§ What is expected
Pick out every line in the items below that contains the word "distant", with matching case, and copy each one.

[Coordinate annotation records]
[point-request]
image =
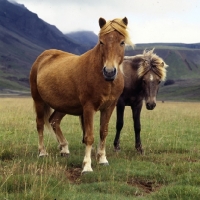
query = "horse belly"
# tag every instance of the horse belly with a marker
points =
(62, 99)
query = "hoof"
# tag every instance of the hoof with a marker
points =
(86, 172)
(43, 154)
(117, 148)
(139, 150)
(65, 155)
(104, 164)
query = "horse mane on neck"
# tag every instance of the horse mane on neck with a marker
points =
(118, 25)
(150, 61)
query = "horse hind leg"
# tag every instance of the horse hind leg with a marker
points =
(104, 120)
(39, 109)
(55, 120)
(119, 126)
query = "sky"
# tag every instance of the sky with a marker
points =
(149, 21)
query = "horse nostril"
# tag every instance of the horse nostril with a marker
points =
(109, 73)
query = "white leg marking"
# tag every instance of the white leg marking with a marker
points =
(64, 149)
(101, 154)
(87, 159)
(43, 153)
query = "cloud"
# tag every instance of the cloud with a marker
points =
(149, 20)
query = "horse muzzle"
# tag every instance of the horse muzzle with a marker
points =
(150, 106)
(109, 73)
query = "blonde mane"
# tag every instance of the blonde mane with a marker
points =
(118, 25)
(152, 62)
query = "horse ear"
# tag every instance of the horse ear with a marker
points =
(102, 22)
(125, 20)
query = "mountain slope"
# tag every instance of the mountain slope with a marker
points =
(23, 36)
(87, 38)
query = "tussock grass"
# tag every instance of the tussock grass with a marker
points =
(168, 169)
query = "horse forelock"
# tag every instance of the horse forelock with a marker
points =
(152, 62)
(118, 25)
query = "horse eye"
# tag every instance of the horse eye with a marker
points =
(122, 43)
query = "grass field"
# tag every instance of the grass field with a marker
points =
(168, 169)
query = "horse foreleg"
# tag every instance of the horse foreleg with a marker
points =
(82, 126)
(88, 115)
(104, 121)
(136, 110)
(119, 124)
(55, 120)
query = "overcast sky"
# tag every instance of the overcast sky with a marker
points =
(149, 20)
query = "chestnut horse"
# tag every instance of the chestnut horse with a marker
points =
(142, 76)
(80, 85)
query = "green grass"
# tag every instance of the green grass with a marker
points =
(168, 169)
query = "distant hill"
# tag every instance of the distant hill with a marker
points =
(87, 38)
(23, 36)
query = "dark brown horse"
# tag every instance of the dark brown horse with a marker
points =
(142, 76)
(80, 85)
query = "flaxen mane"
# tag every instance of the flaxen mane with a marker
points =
(118, 25)
(152, 62)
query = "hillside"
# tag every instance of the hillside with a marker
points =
(23, 36)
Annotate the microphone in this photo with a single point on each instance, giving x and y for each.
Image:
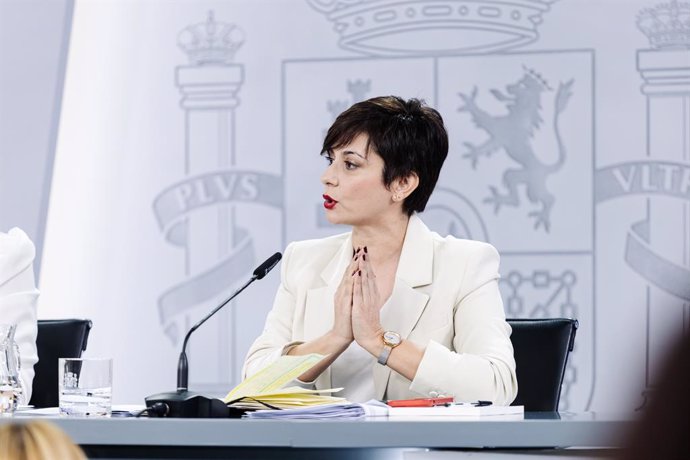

§ Final result
query = "distant hill"
# tag every instance of the distant hill with a marker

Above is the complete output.